_Dataset records_
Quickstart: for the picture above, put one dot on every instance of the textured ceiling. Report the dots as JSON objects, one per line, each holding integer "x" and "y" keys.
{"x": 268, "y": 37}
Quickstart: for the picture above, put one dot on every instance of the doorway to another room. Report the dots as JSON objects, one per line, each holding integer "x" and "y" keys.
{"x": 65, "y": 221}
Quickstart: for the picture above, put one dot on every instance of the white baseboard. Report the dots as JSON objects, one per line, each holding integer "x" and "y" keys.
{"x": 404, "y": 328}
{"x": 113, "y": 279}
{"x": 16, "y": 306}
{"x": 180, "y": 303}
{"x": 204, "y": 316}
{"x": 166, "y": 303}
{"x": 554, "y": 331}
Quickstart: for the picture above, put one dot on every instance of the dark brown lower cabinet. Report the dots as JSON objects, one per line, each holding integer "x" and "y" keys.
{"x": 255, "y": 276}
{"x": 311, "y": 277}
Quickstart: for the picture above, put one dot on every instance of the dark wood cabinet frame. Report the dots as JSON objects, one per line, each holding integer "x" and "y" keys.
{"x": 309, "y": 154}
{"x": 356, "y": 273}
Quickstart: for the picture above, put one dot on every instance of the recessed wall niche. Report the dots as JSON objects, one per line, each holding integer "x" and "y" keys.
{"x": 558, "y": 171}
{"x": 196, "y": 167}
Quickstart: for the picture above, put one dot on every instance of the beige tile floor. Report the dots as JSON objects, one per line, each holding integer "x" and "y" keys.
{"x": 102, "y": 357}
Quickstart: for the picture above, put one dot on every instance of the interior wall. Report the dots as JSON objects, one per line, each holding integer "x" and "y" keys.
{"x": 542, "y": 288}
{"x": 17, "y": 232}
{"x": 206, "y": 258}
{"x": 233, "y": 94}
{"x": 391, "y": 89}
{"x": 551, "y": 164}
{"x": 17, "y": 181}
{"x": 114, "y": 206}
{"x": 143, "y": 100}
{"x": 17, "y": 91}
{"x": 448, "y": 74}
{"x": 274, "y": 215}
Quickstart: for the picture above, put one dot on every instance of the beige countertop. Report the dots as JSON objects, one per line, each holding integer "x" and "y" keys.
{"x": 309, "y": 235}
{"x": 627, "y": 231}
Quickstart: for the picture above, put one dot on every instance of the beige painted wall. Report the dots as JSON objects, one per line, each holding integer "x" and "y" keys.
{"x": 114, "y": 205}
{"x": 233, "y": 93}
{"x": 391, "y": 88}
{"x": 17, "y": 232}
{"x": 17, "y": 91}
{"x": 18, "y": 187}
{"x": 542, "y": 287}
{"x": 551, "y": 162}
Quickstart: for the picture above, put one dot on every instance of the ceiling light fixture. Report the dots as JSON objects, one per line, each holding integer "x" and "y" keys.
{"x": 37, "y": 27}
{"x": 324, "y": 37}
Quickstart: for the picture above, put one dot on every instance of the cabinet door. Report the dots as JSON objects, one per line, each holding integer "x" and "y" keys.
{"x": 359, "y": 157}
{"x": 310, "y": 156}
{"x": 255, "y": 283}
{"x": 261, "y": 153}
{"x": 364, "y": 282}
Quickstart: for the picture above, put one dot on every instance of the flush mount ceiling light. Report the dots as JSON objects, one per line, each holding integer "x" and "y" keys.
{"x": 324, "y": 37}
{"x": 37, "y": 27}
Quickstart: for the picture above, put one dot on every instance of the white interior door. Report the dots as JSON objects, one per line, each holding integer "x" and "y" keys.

_Problem_
Rewrite all the records above, substituting "place a single dot" for every "put one dot" and keeping everything else the same.

_Solution for this exercise_
Quickstart: for the picture above, place a single dot on every instance of the textured ceiling. Report the dots as JSON objects, one per line, each holding integer "x" and "y" keys.
{"x": 268, "y": 37}
Quickstart: for the picture above, place a single dot on every instance of the doorway to another room. Report the dots as JSON objects, one per line, each holding integer "x" and "y" keys.
{"x": 65, "y": 221}
Quickstart: for the picture above, place a single dot on every instance of the white baseboard. Report the dots as JSON objects, one per line, each holding integer "x" and "y" keys.
{"x": 404, "y": 328}
{"x": 113, "y": 279}
{"x": 16, "y": 306}
{"x": 180, "y": 303}
{"x": 204, "y": 316}
{"x": 166, "y": 303}
{"x": 554, "y": 331}
Quickstart: for the picture above, place a single dot on every instance of the dark brown lower cabinet. Report the dots as JSON objects, one per line, each holding integer "x" and "y" keys.
{"x": 255, "y": 276}
{"x": 311, "y": 277}
Quickstart: for the picture above, place a single dot on every instance of the dark wood cabinet frame. Report the dots as JSON objects, one per line, each holding integer "x" and "y" keys.
{"x": 309, "y": 154}
{"x": 356, "y": 273}
Quickstart: for the picture above, place a single dot on every instance of the recessed wall niche. Report the dots as JSON objects, one per line, each holding integer "x" and "y" keys.
{"x": 558, "y": 171}
{"x": 196, "y": 167}
Quickstart: for the picture above, place a single dot on every instance of the beige tile floor. Report the dots as JSON objects, one per line, each holding integer "x" and "y" keys.
{"x": 102, "y": 357}
Quickstart: for the picture above, place a single dot on every instance of the interior wall. Report the dots as JSON objects, one per line, each holding integer "x" and "y" keys.
{"x": 542, "y": 288}
{"x": 17, "y": 232}
{"x": 206, "y": 258}
{"x": 233, "y": 94}
{"x": 391, "y": 89}
{"x": 551, "y": 164}
{"x": 17, "y": 181}
{"x": 114, "y": 206}
{"x": 143, "y": 100}
{"x": 17, "y": 91}
{"x": 448, "y": 74}
{"x": 274, "y": 215}
Quickstart: for the picture above, place a single dot on every instance of the beige countertop. Report the dots as JSON objects, one per line, each holding integer "x" and "y" keys.
{"x": 309, "y": 235}
{"x": 627, "y": 231}
Quickstart: for the picture above, place a single dot on every instance of the beige painted wall. Report the dots as JSON objects, one per line, each holding integer "x" and "y" keys.
{"x": 114, "y": 205}
{"x": 233, "y": 93}
{"x": 391, "y": 88}
{"x": 17, "y": 232}
{"x": 17, "y": 91}
{"x": 18, "y": 187}
{"x": 542, "y": 287}
{"x": 551, "y": 162}
Quickstart: for the picture above, place a single dot on every instance of the ceiling light fixture. Report the dots as JSON objects, one per line, each holding integer "x" and "y" keys.
{"x": 37, "y": 27}
{"x": 324, "y": 37}
Quickstart: for the picture above, place a single dot on every instance of the cabinet door. Report the dots as JSON objects, one per line, each holding integer "x" and "y" keys.
{"x": 359, "y": 157}
{"x": 310, "y": 156}
{"x": 255, "y": 283}
{"x": 261, "y": 153}
{"x": 364, "y": 282}
Quickstart: for the picture above, place a single dot on every instance of the flush mount ceiling light. Report the dots as JSON objects, one per line, each holding integer "x" and "y" keys.
{"x": 324, "y": 37}
{"x": 37, "y": 27}
Quickstart: for the picture above, place a single dot on every instance of the white interior door. Report the dots as JSON objects, one per line, each holding integer "x" and "y" keys.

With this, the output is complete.